• **Assignment**
Beneath this line is the data. Output exactly the lines from the line with "Target: collared shirt" to the line with "[point] black hair", both ends included, and nothing more.

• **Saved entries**
┌──
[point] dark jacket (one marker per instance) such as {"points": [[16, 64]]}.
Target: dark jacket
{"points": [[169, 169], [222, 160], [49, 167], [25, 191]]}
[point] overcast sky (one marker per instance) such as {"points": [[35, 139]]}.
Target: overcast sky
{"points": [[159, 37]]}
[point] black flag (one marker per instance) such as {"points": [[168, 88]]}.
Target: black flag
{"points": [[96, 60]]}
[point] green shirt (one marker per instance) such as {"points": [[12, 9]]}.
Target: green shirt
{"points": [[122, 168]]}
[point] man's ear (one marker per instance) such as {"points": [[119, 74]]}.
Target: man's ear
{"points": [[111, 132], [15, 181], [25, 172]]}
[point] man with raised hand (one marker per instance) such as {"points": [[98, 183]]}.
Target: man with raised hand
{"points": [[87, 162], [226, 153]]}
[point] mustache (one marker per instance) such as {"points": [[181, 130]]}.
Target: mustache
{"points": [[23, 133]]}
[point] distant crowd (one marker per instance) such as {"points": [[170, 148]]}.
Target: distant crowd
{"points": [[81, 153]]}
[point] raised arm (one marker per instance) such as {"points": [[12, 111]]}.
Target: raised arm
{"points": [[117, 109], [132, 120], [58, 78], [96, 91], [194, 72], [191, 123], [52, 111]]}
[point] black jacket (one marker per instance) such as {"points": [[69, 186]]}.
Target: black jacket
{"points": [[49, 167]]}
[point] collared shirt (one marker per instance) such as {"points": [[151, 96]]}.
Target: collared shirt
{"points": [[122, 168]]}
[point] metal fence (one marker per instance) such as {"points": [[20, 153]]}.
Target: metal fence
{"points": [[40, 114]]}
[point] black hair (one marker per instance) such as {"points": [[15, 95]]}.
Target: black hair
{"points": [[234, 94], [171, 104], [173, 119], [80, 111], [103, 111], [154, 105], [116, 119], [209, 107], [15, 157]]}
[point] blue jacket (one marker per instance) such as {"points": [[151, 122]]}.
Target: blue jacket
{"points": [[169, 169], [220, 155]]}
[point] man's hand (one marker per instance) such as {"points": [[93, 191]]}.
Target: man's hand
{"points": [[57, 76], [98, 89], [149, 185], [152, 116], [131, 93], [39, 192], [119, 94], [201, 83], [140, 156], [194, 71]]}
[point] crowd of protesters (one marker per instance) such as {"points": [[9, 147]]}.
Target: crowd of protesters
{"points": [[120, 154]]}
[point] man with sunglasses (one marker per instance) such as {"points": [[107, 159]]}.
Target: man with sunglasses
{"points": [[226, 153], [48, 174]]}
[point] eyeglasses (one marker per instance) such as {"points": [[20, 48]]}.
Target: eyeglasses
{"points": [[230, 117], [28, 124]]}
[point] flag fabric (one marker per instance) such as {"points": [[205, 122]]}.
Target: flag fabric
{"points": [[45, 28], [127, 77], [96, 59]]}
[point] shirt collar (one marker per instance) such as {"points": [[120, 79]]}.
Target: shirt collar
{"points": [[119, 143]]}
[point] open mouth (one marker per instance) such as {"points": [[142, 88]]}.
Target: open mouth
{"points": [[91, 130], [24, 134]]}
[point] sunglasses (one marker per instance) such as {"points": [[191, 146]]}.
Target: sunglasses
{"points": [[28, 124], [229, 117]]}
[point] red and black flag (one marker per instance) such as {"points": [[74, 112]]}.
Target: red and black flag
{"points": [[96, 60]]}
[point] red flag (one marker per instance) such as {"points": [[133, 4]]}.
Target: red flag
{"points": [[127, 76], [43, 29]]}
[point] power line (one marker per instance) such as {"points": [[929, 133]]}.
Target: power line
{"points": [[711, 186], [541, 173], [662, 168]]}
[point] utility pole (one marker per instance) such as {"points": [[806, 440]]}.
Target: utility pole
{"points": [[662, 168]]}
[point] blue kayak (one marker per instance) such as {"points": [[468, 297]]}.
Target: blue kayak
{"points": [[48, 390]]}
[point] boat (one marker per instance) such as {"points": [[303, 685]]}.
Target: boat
└──
• **Output for this exercise**
Target: collared shirt
{"points": [[122, 168]]}
[point] metal fence (one marker per instance) such as {"points": [[20, 153]]}.
Target: metal fence
{"points": [[40, 114]]}
[point] black hair (one marker per instance) such as {"points": [[15, 95]]}.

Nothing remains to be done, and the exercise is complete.